EXERCISE DETAILS:
Rewrite the part of the records that opens with the line containing "[bbox-request] green leaf" and closes with the line containing "0,0 -> 450,298", replacing "blurred background" with "soft-focus background" and keeping everything else unchanged. Give only those lines, and leave the pictures out.

DATA TO PROCESS:
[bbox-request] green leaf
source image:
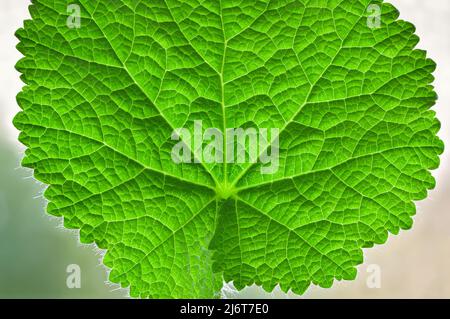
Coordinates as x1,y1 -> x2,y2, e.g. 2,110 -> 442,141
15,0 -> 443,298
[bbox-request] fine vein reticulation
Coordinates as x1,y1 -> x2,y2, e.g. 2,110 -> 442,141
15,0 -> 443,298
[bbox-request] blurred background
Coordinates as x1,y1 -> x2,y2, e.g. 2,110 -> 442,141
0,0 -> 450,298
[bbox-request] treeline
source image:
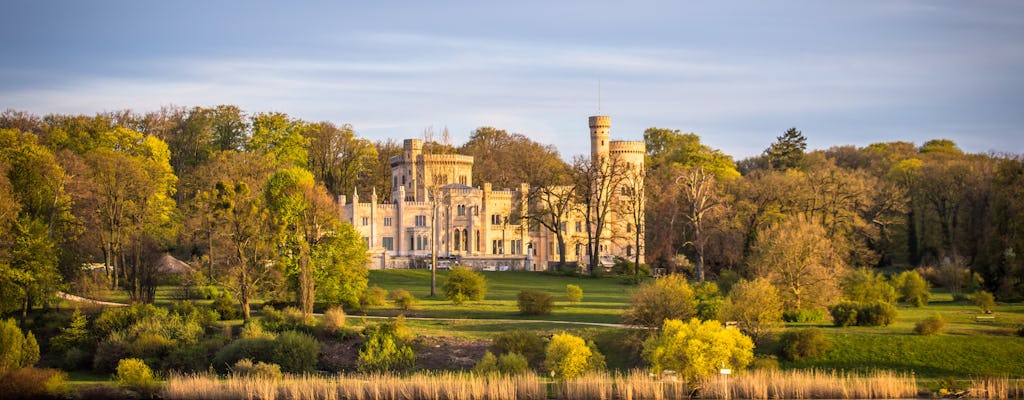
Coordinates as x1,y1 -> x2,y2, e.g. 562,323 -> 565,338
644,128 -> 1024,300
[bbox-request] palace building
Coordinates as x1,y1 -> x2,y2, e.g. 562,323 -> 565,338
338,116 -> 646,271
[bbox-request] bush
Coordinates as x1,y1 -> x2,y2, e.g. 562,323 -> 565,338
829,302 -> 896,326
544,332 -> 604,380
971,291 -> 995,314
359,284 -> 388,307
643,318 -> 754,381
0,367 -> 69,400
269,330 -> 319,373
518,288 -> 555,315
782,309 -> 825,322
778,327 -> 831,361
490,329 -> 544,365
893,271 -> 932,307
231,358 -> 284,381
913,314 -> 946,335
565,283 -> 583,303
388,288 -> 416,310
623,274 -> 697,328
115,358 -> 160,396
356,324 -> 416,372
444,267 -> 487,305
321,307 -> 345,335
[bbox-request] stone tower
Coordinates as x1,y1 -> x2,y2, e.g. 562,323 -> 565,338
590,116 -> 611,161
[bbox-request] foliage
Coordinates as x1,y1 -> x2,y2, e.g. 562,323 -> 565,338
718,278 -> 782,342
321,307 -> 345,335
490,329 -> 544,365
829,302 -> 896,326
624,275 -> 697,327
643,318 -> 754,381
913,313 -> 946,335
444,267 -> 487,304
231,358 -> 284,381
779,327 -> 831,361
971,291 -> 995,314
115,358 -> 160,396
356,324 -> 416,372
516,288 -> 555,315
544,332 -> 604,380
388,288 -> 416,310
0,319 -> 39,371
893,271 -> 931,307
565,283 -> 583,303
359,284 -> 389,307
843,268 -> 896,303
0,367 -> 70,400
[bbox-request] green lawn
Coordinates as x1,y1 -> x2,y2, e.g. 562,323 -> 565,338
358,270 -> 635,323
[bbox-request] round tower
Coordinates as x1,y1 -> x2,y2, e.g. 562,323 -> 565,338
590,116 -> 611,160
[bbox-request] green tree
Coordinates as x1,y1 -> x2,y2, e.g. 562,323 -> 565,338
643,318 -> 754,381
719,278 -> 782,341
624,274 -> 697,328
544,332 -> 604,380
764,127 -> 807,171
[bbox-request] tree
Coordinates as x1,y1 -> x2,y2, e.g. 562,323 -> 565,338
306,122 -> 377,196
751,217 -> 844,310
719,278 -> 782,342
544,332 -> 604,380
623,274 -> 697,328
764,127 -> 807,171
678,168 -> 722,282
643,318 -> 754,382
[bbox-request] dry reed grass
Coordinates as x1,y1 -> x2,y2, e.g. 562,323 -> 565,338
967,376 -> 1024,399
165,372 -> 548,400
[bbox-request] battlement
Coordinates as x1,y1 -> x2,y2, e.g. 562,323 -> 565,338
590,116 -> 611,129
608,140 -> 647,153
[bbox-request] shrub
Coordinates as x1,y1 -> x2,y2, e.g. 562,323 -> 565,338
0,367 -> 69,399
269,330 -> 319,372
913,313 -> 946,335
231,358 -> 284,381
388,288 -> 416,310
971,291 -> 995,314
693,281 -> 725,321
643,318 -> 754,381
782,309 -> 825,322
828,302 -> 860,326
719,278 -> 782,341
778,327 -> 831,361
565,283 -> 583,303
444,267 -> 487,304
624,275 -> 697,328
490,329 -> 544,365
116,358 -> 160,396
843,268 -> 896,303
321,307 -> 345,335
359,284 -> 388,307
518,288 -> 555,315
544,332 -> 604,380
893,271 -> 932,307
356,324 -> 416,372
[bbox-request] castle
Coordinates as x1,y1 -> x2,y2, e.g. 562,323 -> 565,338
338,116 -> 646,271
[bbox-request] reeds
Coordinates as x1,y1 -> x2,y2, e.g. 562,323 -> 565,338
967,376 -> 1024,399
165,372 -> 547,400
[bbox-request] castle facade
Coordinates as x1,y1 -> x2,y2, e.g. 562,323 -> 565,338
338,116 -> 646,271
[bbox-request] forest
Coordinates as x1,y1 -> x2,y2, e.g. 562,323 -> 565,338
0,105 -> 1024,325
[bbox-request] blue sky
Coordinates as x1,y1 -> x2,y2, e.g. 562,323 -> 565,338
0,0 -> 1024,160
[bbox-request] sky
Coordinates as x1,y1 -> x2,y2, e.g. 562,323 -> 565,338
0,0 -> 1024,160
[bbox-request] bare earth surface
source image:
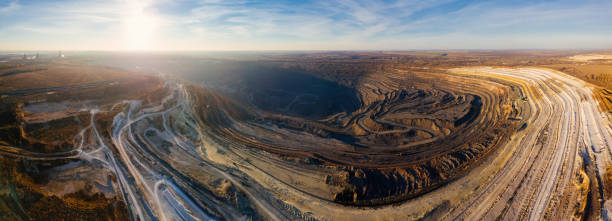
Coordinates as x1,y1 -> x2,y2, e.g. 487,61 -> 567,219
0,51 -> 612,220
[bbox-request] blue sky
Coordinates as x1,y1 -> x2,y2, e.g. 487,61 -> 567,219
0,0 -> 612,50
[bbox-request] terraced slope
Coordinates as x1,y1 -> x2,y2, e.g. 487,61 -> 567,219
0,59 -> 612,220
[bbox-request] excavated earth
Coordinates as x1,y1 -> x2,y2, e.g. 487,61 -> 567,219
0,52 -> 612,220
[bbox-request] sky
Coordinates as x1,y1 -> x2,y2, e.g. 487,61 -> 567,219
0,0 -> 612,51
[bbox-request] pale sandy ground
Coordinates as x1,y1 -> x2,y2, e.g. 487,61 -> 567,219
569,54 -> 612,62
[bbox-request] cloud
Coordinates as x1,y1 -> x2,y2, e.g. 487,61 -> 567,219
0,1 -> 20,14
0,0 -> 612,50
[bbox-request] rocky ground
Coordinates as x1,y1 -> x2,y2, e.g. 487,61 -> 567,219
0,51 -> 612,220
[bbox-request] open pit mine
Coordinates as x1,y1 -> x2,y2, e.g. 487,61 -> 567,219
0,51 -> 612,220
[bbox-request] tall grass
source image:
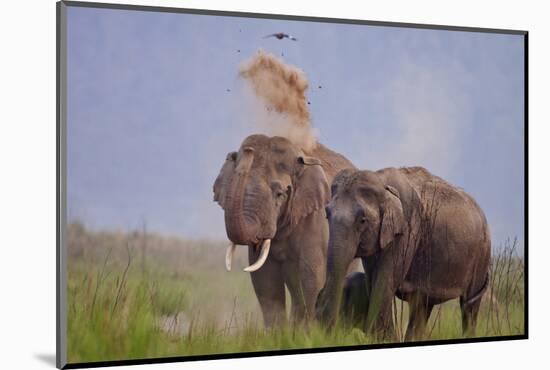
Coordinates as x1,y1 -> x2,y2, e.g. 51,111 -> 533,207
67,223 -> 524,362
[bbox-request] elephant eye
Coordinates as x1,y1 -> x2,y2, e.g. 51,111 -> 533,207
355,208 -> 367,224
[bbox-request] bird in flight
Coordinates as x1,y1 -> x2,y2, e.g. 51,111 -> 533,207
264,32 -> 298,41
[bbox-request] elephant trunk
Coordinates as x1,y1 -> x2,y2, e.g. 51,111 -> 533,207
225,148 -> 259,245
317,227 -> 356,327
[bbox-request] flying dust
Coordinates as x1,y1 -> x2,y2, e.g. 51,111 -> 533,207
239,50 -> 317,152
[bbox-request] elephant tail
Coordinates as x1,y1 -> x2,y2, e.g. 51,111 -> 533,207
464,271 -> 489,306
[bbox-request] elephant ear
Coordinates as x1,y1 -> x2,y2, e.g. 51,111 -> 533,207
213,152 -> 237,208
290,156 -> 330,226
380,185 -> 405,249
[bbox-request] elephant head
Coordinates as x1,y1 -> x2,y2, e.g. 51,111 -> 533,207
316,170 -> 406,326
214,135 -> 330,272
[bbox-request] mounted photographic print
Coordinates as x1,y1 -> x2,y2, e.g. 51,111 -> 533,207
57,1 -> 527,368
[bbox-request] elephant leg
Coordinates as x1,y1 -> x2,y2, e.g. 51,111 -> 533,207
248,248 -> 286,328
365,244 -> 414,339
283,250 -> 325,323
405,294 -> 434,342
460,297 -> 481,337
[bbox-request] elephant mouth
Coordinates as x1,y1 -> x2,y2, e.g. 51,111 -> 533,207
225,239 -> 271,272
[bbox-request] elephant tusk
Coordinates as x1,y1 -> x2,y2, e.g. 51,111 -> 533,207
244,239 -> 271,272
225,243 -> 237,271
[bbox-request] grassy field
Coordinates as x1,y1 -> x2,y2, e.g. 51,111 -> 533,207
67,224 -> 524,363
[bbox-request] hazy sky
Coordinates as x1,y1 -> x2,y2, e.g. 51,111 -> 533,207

--

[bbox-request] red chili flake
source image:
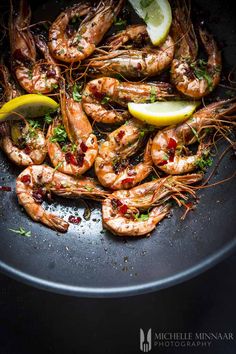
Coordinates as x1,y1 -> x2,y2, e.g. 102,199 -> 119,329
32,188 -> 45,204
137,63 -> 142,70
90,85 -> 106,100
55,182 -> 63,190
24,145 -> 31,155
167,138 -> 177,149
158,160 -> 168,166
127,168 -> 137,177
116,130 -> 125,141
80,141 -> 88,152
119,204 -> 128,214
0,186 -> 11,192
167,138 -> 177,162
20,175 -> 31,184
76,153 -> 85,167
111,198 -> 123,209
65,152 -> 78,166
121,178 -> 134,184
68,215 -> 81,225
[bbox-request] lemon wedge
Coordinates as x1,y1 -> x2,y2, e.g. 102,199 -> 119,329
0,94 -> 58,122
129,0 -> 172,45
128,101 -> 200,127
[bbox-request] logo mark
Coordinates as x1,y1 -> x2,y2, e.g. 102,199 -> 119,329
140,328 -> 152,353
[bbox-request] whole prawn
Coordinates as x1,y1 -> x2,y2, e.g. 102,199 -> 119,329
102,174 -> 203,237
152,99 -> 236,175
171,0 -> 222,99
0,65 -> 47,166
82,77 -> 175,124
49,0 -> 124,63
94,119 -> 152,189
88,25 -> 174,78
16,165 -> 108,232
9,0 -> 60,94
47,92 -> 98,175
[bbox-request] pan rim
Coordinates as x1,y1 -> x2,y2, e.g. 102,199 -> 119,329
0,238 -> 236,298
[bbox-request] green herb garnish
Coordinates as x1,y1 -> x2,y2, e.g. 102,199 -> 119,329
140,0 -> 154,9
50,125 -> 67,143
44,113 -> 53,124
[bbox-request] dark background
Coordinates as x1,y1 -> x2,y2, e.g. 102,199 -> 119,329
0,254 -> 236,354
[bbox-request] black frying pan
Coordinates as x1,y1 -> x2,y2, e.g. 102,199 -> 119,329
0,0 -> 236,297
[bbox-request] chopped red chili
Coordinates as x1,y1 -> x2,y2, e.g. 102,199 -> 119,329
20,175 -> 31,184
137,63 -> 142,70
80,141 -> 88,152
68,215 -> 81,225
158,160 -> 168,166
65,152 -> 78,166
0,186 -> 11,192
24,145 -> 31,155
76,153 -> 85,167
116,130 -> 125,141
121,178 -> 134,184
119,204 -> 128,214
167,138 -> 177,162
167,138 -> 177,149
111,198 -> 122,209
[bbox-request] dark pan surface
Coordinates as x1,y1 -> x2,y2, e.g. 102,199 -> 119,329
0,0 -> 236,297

...

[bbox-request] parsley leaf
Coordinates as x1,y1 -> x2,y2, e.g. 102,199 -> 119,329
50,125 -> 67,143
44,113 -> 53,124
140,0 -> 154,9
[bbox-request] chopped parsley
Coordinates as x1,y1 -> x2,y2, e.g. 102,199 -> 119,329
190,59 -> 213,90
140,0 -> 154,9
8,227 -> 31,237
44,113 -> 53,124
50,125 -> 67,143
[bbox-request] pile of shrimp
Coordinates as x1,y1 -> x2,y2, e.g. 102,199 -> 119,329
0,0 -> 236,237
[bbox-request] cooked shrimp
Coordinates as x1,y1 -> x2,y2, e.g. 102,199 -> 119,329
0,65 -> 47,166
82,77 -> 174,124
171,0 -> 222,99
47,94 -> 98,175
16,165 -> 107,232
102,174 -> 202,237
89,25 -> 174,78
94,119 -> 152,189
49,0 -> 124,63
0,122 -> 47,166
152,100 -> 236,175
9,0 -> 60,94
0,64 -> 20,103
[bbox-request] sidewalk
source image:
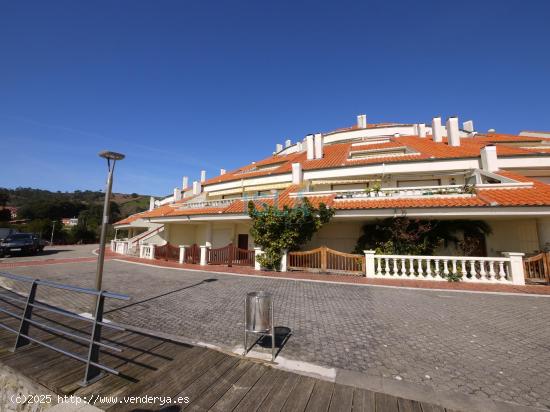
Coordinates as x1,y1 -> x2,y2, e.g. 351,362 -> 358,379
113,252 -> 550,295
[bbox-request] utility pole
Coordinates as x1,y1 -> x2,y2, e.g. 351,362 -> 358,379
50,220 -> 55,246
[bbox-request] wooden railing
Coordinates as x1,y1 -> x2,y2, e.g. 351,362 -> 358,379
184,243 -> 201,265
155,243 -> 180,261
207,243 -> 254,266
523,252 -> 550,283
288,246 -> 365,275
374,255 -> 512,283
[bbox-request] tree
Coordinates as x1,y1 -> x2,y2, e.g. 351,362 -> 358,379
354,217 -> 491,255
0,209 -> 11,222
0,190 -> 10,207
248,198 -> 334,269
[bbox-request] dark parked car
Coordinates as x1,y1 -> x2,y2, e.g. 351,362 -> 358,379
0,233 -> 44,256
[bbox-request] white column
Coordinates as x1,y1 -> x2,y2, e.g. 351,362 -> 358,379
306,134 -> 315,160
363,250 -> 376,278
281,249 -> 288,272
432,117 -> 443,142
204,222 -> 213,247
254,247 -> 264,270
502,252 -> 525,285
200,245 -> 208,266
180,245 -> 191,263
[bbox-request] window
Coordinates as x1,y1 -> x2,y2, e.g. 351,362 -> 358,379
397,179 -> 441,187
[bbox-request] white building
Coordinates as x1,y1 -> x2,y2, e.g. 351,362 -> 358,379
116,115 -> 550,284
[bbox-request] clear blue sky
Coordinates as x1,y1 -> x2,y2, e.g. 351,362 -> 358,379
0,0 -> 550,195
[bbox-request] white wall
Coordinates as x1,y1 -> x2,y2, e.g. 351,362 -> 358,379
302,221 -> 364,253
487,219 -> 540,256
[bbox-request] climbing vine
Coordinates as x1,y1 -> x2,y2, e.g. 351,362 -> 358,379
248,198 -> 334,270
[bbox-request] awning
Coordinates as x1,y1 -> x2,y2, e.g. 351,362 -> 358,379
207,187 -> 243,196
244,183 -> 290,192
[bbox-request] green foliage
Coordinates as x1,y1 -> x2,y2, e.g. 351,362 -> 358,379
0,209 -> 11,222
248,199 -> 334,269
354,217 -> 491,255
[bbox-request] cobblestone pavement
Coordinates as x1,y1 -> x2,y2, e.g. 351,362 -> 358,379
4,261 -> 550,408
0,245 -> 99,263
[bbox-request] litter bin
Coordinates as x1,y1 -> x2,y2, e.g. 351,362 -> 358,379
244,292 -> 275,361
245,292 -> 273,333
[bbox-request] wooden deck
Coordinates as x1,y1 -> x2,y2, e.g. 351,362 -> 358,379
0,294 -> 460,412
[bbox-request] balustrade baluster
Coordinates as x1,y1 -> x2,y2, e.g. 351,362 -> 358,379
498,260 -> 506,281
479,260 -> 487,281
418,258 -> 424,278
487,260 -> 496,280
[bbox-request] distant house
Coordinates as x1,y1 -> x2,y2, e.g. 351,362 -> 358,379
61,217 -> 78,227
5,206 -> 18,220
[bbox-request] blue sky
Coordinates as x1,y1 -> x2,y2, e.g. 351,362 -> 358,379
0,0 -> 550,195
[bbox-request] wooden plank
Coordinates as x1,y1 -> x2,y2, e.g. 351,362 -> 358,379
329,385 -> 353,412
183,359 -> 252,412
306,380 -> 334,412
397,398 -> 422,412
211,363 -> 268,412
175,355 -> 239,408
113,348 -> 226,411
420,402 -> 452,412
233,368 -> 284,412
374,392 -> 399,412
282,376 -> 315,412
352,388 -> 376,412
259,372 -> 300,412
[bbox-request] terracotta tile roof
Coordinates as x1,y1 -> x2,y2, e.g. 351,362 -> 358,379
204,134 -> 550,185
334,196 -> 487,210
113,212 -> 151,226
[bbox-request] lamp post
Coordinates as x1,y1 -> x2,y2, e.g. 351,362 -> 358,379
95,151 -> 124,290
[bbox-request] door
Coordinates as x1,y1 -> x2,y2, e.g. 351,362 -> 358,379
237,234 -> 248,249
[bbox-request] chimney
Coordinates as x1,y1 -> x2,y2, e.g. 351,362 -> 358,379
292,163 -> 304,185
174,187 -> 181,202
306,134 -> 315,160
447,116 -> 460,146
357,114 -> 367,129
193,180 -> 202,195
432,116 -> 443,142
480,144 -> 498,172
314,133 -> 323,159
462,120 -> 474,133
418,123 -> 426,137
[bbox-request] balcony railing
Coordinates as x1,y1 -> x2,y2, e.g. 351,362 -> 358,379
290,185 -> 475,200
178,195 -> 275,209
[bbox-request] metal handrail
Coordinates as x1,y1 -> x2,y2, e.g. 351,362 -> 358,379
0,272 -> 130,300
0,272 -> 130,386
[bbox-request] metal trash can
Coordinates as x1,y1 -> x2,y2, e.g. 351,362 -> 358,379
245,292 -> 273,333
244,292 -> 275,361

ANSWER FOR THE TASK:
[bbox-request] green leaf
source image:
Coordinates as x1,y1 -> x2,y2, e.g. 2,110 -> 442,141
15,0 -> 443,298
[bbox-request] fine vein reticulation
Coordinates as x1,y1 -> x2,y2, e.g. 2,110 -> 442,141
15,0 -> 443,298
[bbox-request] soft-focus background
Coordinates as x1,y1 -> x2,y2, e.g. 2,110 -> 442,141
0,0 -> 450,298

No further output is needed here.